··· RECORDS SHOWN ···

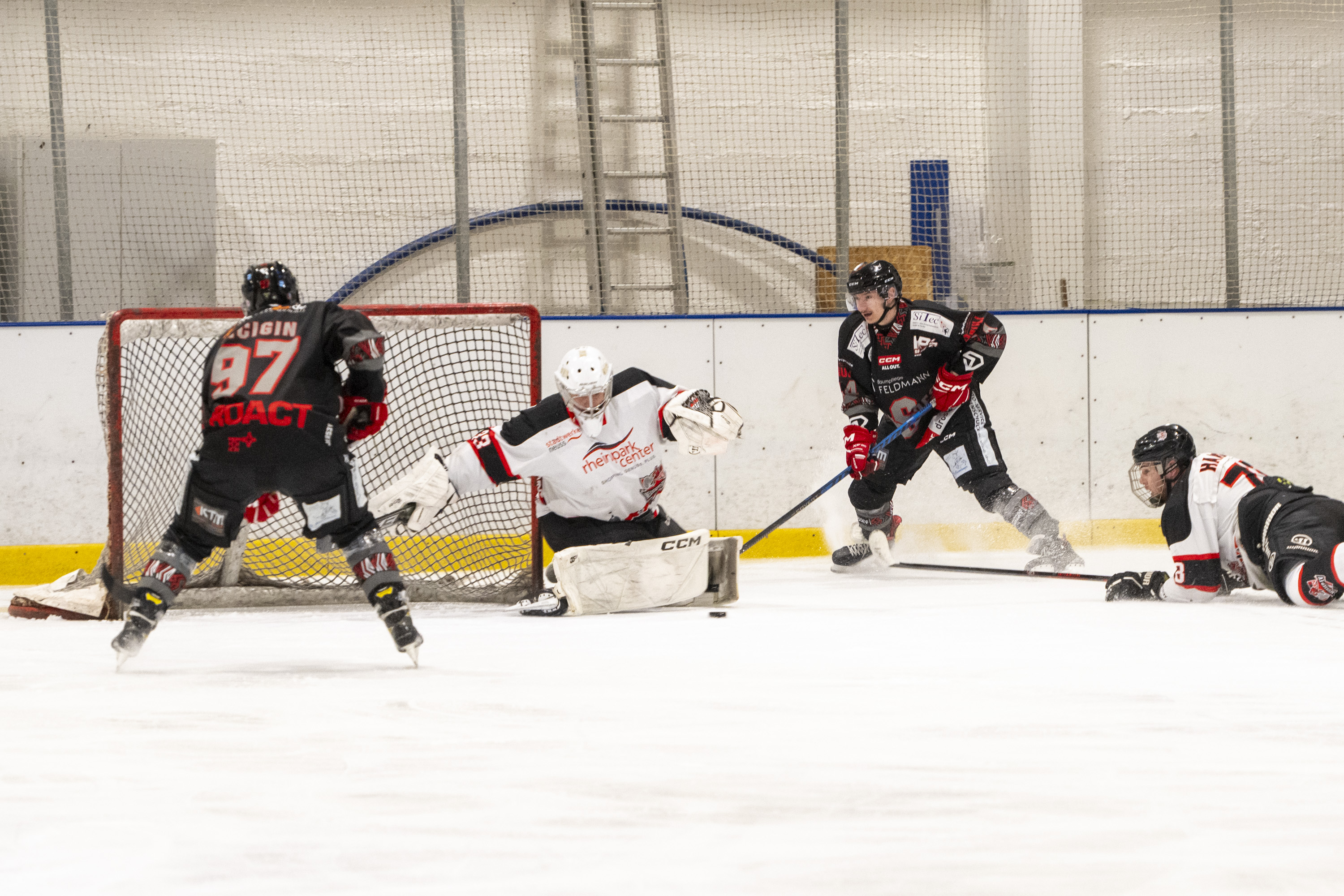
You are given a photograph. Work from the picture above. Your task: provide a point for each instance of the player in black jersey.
(1230, 526)
(277, 418)
(894, 357)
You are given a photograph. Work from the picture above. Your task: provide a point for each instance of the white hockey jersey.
(1199, 523)
(616, 476)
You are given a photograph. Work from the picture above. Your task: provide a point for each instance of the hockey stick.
(828, 485)
(1033, 574)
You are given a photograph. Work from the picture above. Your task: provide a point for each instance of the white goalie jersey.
(616, 474)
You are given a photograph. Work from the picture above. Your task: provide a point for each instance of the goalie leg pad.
(635, 575)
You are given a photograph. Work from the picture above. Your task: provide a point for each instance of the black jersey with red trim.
(616, 474)
(892, 370)
(279, 367)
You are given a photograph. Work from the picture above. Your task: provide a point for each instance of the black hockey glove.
(1136, 586)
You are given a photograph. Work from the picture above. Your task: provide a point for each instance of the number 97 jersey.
(1199, 523)
(277, 370)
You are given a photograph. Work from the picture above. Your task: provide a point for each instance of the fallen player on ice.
(597, 452)
(1230, 526)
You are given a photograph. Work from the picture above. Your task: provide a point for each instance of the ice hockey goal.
(451, 370)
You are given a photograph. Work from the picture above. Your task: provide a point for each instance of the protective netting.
(1049, 155)
(448, 378)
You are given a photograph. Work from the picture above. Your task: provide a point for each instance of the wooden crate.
(914, 264)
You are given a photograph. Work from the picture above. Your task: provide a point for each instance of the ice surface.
(896, 732)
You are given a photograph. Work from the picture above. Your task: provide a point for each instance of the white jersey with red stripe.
(1199, 523)
(616, 474)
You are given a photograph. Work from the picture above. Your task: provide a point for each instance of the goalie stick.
(121, 595)
(1082, 577)
(839, 476)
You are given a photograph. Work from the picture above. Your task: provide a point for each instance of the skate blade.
(881, 548)
(535, 607)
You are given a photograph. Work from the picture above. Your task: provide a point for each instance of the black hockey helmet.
(268, 284)
(881, 276)
(1171, 448)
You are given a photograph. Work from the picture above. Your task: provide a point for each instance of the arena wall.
(1068, 401)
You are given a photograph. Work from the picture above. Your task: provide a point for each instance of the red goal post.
(452, 371)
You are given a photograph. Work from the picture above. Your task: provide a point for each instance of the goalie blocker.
(687, 570)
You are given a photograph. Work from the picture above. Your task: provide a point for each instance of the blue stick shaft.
(839, 476)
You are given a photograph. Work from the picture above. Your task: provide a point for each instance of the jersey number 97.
(229, 371)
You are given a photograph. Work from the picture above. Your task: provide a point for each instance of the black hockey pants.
(968, 447)
(237, 465)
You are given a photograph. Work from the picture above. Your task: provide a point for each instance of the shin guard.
(1318, 581)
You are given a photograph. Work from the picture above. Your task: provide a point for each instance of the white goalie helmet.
(584, 381)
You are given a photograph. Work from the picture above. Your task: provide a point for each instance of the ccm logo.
(672, 544)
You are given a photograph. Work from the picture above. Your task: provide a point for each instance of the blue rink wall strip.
(839, 315)
(570, 207)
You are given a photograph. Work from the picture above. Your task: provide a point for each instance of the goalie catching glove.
(425, 485)
(702, 424)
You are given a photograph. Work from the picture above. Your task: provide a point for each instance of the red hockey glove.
(263, 508)
(858, 443)
(951, 390)
(361, 417)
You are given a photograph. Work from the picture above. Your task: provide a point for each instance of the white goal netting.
(1047, 155)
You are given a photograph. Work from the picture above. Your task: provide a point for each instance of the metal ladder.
(593, 174)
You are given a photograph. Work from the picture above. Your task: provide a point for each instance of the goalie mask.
(584, 381)
(1160, 456)
(268, 284)
(881, 276)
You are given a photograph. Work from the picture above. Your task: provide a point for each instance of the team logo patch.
(240, 443)
(859, 342)
(1322, 589)
(930, 323)
(609, 447)
(209, 517)
(319, 513)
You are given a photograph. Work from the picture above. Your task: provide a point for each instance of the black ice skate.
(1053, 551)
(142, 618)
(546, 603)
(849, 556)
(394, 610)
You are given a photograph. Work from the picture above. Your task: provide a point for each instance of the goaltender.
(597, 449)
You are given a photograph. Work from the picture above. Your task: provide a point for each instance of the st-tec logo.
(564, 440)
(672, 544)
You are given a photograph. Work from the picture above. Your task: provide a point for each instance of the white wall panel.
(1219, 374)
(1257, 386)
(781, 374)
(53, 462)
(1037, 405)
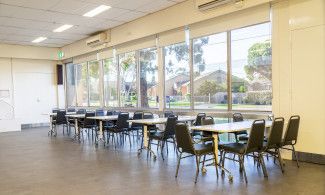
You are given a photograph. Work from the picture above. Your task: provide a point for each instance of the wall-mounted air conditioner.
(98, 39)
(203, 5)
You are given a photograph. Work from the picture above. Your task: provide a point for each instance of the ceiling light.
(39, 39)
(63, 28)
(97, 11)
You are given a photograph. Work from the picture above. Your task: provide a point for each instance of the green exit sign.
(60, 54)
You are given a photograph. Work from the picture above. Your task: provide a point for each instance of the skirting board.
(310, 157)
(10, 125)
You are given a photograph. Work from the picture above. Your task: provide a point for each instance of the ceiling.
(22, 21)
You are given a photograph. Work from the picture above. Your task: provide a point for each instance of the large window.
(148, 78)
(210, 72)
(94, 84)
(177, 76)
(82, 84)
(110, 83)
(251, 62)
(128, 79)
(71, 85)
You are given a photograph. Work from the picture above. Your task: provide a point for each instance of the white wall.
(32, 85)
(299, 68)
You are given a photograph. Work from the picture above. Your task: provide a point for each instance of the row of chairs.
(256, 145)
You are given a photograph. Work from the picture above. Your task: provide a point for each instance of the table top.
(104, 118)
(228, 127)
(76, 115)
(161, 120)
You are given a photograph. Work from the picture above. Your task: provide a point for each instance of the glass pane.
(94, 84)
(252, 68)
(71, 85)
(110, 83)
(148, 78)
(210, 72)
(128, 75)
(82, 85)
(177, 76)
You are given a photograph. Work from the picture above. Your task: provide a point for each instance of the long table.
(226, 128)
(155, 121)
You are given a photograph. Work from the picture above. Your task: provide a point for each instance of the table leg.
(100, 136)
(145, 142)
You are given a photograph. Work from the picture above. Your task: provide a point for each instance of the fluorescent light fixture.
(63, 28)
(39, 39)
(97, 11)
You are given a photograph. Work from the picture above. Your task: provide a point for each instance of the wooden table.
(155, 121)
(226, 128)
(101, 119)
(52, 115)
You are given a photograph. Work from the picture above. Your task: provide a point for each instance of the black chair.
(186, 145)
(291, 136)
(99, 112)
(163, 136)
(274, 140)
(121, 128)
(254, 145)
(137, 115)
(168, 113)
(197, 122)
(240, 135)
(60, 120)
(88, 124)
(71, 110)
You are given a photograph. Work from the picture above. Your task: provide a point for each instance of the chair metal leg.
(295, 154)
(280, 160)
(263, 164)
(241, 160)
(197, 167)
(178, 163)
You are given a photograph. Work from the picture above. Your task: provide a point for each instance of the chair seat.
(234, 148)
(201, 149)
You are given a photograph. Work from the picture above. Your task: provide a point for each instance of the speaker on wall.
(59, 73)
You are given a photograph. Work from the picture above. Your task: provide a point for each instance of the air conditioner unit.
(98, 39)
(203, 5)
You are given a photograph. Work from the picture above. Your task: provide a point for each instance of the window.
(177, 76)
(71, 84)
(82, 84)
(251, 62)
(110, 83)
(148, 78)
(94, 84)
(210, 72)
(128, 79)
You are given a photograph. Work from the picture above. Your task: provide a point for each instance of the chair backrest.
(183, 139)
(170, 126)
(168, 113)
(199, 119)
(71, 110)
(237, 117)
(89, 122)
(81, 111)
(291, 133)
(122, 120)
(147, 115)
(136, 116)
(60, 117)
(99, 112)
(110, 112)
(256, 136)
(207, 120)
(275, 136)
(55, 110)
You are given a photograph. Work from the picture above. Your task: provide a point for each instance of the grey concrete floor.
(33, 163)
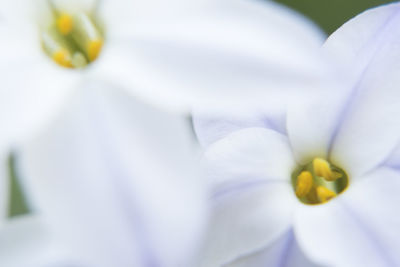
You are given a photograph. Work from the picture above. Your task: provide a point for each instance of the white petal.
(367, 129)
(250, 170)
(283, 252)
(359, 228)
(223, 53)
(26, 241)
(117, 178)
(311, 123)
(33, 88)
(211, 127)
(250, 154)
(246, 220)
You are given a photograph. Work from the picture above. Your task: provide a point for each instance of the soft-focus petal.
(117, 178)
(248, 155)
(246, 219)
(26, 241)
(223, 53)
(253, 197)
(33, 88)
(310, 123)
(367, 129)
(359, 228)
(212, 127)
(283, 252)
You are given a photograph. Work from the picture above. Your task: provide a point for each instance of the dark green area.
(18, 205)
(331, 14)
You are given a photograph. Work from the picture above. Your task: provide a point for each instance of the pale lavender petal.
(116, 178)
(284, 252)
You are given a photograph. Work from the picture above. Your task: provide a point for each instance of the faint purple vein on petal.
(347, 105)
(132, 212)
(240, 187)
(287, 249)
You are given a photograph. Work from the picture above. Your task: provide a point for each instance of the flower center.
(318, 182)
(72, 40)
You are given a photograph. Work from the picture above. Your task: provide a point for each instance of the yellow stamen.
(65, 24)
(322, 168)
(304, 184)
(94, 48)
(63, 58)
(324, 194)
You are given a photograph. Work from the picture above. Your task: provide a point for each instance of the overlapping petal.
(359, 227)
(116, 178)
(212, 127)
(26, 241)
(33, 88)
(217, 54)
(371, 112)
(283, 252)
(253, 199)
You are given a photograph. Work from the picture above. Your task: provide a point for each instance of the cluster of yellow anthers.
(72, 41)
(317, 184)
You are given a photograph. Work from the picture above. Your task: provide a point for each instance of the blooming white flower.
(317, 184)
(177, 53)
(115, 184)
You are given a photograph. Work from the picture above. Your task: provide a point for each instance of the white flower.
(318, 184)
(115, 184)
(178, 54)
(175, 53)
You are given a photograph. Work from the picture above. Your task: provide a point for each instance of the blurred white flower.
(177, 54)
(115, 181)
(317, 184)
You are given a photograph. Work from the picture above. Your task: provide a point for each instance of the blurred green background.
(331, 14)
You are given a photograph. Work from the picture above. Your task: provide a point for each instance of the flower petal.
(26, 241)
(33, 88)
(212, 127)
(370, 44)
(358, 228)
(108, 172)
(250, 154)
(283, 252)
(247, 220)
(222, 53)
(250, 170)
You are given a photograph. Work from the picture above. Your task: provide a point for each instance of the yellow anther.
(94, 49)
(63, 58)
(65, 24)
(304, 184)
(322, 168)
(324, 194)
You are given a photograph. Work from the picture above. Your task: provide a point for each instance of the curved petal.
(26, 241)
(358, 228)
(311, 123)
(223, 53)
(108, 172)
(33, 87)
(253, 198)
(247, 219)
(283, 252)
(212, 127)
(371, 111)
(250, 154)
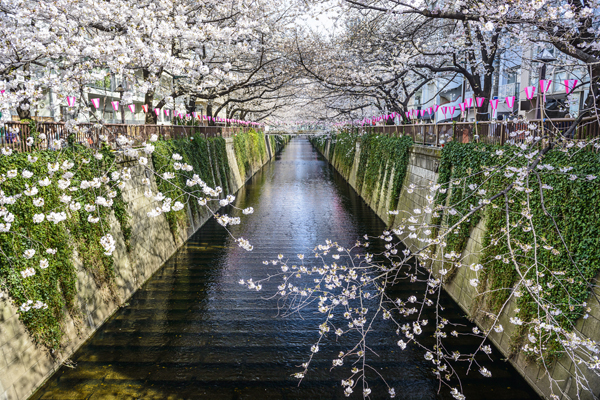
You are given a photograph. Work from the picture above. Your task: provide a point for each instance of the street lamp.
(120, 90)
(544, 57)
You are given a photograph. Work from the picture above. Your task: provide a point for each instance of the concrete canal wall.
(422, 169)
(24, 366)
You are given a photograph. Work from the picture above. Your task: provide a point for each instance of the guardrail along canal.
(193, 332)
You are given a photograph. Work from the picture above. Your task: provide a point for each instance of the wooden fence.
(489, 132)
(15, 134)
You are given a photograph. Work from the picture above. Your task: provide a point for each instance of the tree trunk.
(24, 114)
(151, 117)
(209, 114)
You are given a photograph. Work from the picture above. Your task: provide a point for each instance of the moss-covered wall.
(89, 287)
(428, 164)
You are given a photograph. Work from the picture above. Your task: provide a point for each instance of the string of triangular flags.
(115, 104)
(449, 111)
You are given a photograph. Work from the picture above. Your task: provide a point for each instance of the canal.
(193, 332)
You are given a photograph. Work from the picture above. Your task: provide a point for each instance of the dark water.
(192, 332)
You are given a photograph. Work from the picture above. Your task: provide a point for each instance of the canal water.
(193, 332)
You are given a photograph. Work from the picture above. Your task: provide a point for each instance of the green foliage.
(55, 285)
(379, 154)
(565, 269)
(250, 149)
(343, 146)
(209, 159)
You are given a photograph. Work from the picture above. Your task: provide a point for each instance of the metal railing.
(15, 135)
(491, 132)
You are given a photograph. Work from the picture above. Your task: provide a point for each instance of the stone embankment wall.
(24, 366)
(422, 170)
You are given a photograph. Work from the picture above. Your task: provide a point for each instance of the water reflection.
(193, 332)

···

WORK TO DO —
Reproduce exactly the lines from the one with "of triangular flags." through the end of the entries above, both ends included.

OUTPUT —
You are given a photograph. Work from the picture above. Your task: provide a point for each instance of the string of triangular flags.
(115, 104)
(449, 111)
You are given a photograph. Work from the picture above. Your task: provide a point for each instance of the canal.
(193, 332)
You are given a photograph. Work from the picture above. Your task: provide a point for each instance of the dark water.
(192, 332)
You are given a photograph. Work from the picture above. Your task: provide a point for each instance of the canal water.
(193, 332)
You are given a photograph. Work from the picture above. Your task: provide a point for each instance of the green foliage.
(55, 285)
(379, 154)
(565, 269)
(250, 149)
(343, 146)
(209, 159)
You are given a photograph. Work from the picture above. Your task: provide a point for each instance of the metal railing.
(15, 135)
(491, 132)
You are given a photograph. Work from the picture above. Your task: provide a point for each instance of the stone embankment wall.
(24, 366)
(422, 170)
You are given a photograph. Work from the picture above. Your task: provide a point for each instance of the water reflection.
(193, 332)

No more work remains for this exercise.